+++ EXCERPT +++

Ashley Beeby - WinA Member of the Month
This month we are so excited to feature Women in Automotive member, Ashley Beeby.
Ashley is a qualified heavy vehicle diesel mechanic, and is currently working at Cummins after completing her apprenticeship 7 months early through the same organisation.
Ashley recently participated in our #WomenInAutmotiveAtHome Instagram campaign, where she showed our audience through a day in her life as a Woman working in automotive through the COVID-19 pandemic.
As if that wasn't enough, Ashley is also in the process of writing a Fiction novel! Talk about inspiring!
To learn more about Ashley's work, have a look at her instagram page here.
If you would like to be featured or would like to suggest someone to feature in an upcoming WinA Member of the Month article, make sure to let us know at
Tell us a bit about your current role or involvement in the automotive industry.
Ashley: I recently completed my qualifications as a heavy vehicle diesel mechanic. I specialise in repairing and diagnosing engine issues in equipment over 4.5 tonnes. It can be a physically demanding job, but there’s a lot of new infrastructure that makes it more accessible to people of a shorter stature like myself. I work in a workshop, and I love helping the apprecntices who are at earlier stages of their studies. Its part of my responsibility as a qualified mechanic, to help mentor.
What was your first professional experience within the automotive industry?
Ashley: I found the trade by accident after signing up for a week of work experience with Cummins. The work experience was a school requirement, and I nearly pulled out of the programme when I found out what it was. But my Dad convinced me to see it through. I’m the first person in the family to go into the industry. I had never really worked on or had an interest in cars before that, but I did my work experience and found out that I loved the work!
I still had my VCE studies to complete, so as part of that I signed up for a VET class sponsored through Cummins. Once I had finished my VCE studies I began working at Cummins as an apprentice.
Do you think you have experienced challenges within the industry that your male counterparts haven’t?
Ashley: At first, people in the workshop couldn’t understand why I chose work in mechanics. But it wasn’t because I’m a woman, it was because I graduated with an ATAR in the top 5% of the state, so I certainly felt that pressure to choose an industry that is more reflective of that kind of ATAR score. In general, I think there’s more openness to the idea of women working in the industry now than there may have been previously. Cummins treated me as just another apprentice rather than a female apprentice which was a great help. My height and stature are more of a challenge for me than my gender, it just means I need to approach some work slightly differently. Being in a large organisation has shown me a lot. Cummins have been very supporting. I find people will have curiosities before they have issues, so I’m always happy to help with that.

+++ DATASET EXCERPTS +++

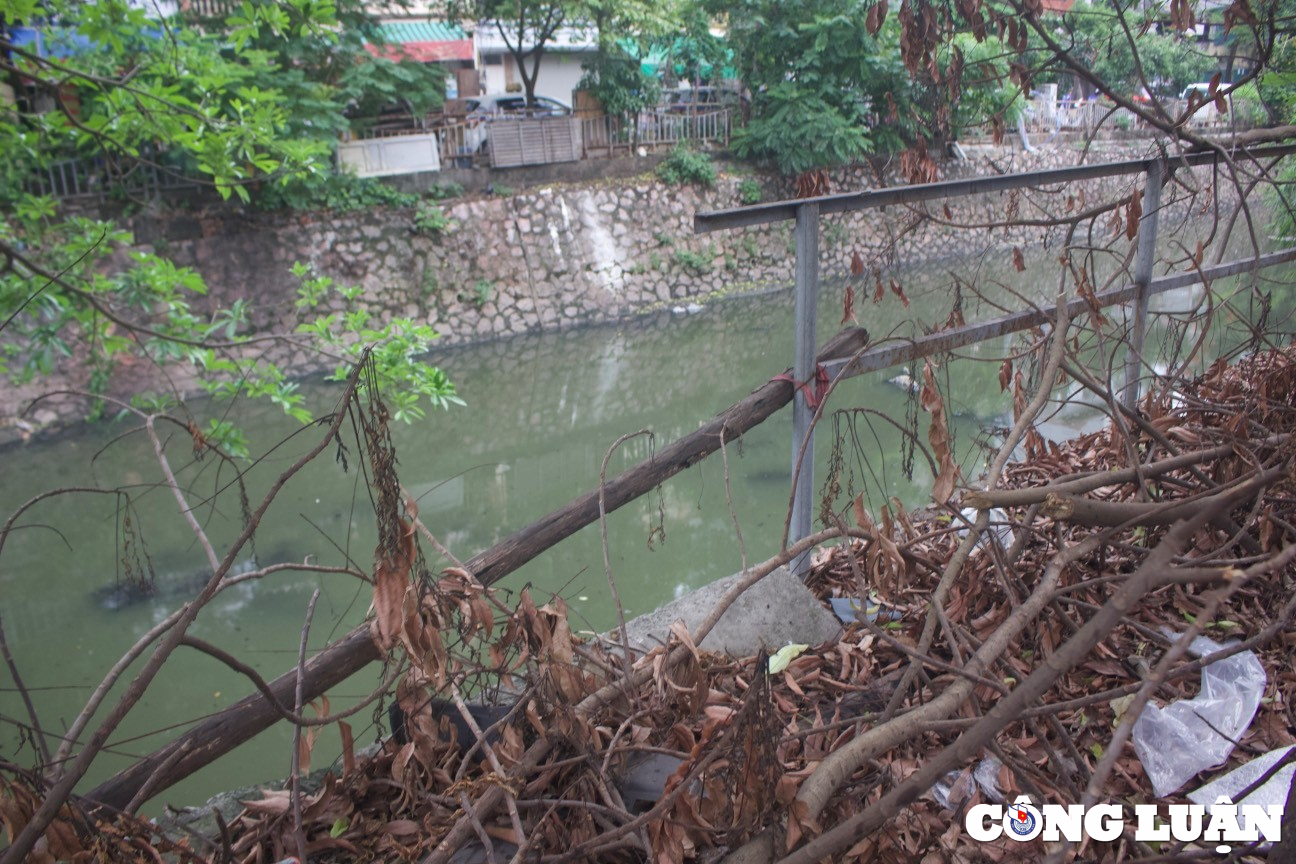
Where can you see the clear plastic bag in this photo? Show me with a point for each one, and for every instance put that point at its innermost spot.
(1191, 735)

+++
+++ DATASET EXCERPTS +++

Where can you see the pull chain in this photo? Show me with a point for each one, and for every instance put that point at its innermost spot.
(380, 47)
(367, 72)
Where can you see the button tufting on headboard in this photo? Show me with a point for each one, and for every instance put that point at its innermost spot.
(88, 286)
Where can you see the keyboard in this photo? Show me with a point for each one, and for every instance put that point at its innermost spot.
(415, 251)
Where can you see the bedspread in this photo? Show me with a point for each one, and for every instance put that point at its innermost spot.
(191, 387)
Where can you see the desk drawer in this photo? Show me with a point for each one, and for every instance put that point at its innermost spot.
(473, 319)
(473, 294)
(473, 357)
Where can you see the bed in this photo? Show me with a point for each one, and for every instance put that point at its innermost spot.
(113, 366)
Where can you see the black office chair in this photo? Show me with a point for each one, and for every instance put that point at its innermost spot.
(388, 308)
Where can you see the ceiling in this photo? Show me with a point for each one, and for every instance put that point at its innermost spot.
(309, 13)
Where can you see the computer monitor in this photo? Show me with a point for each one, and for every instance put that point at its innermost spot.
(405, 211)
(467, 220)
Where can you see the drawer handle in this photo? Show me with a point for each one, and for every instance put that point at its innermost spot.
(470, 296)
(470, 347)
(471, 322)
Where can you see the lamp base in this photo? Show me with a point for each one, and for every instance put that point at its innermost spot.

+++
+++ DATASET EXCERPTS +++

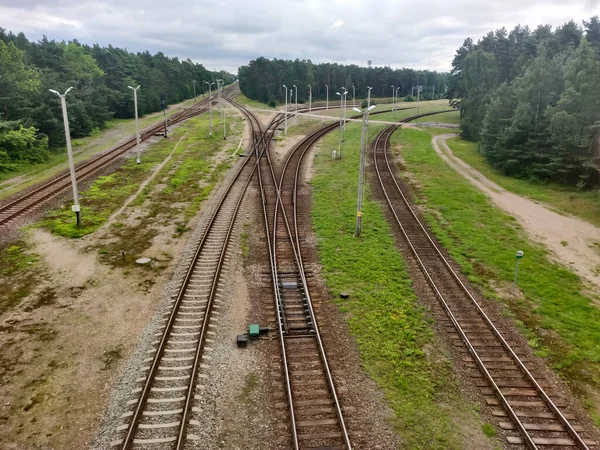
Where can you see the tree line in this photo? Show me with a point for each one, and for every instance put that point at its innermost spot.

+++

§ **QUESTIONS**
A – Update the member profile's passage that opens with the words containing "Ashley: At first, people" and closes with "help with that.", replacing "large organisation" with "large company".
B – Answer these questions using the member profile:
(i) How early did Ashley complete her apprenticeship?
(ii) Above what weight is the equipment whose engine issues she specializes in repairing and diagnosing?
(iii) How long was the work experience she signed up for with Cummins?
Rely only on the member profile when responding.

§ **TASK-BY-TASK SOLUTIONS**
A –
Ashley: At first, people in the workshop couldn’t understand why I chose work in mechanics. But it wasn’t because I’m a woman, it was because I graduated with an ATAR in the top 5% of the state, so I certainly felt that pressure to choose an industry that is more reflective of that kind of ATAR score. In general, I think there’s more openness to the idea of women working in the industry now than there may have been previously. Cummins treated me as just another apprentice rather than a female apprentice which was a great help. My height and stature are more of a challenge for me than my gender, it just means I need to approach some work slightly differently. Being in a large company has shown me a lot. Cummins have been very supporting. I find people will have curiosities before they have issues, so I’m always happy to help with that.

B –
(i) Seven months early.
(ii) 4.5 tonnes.
(iii) A week.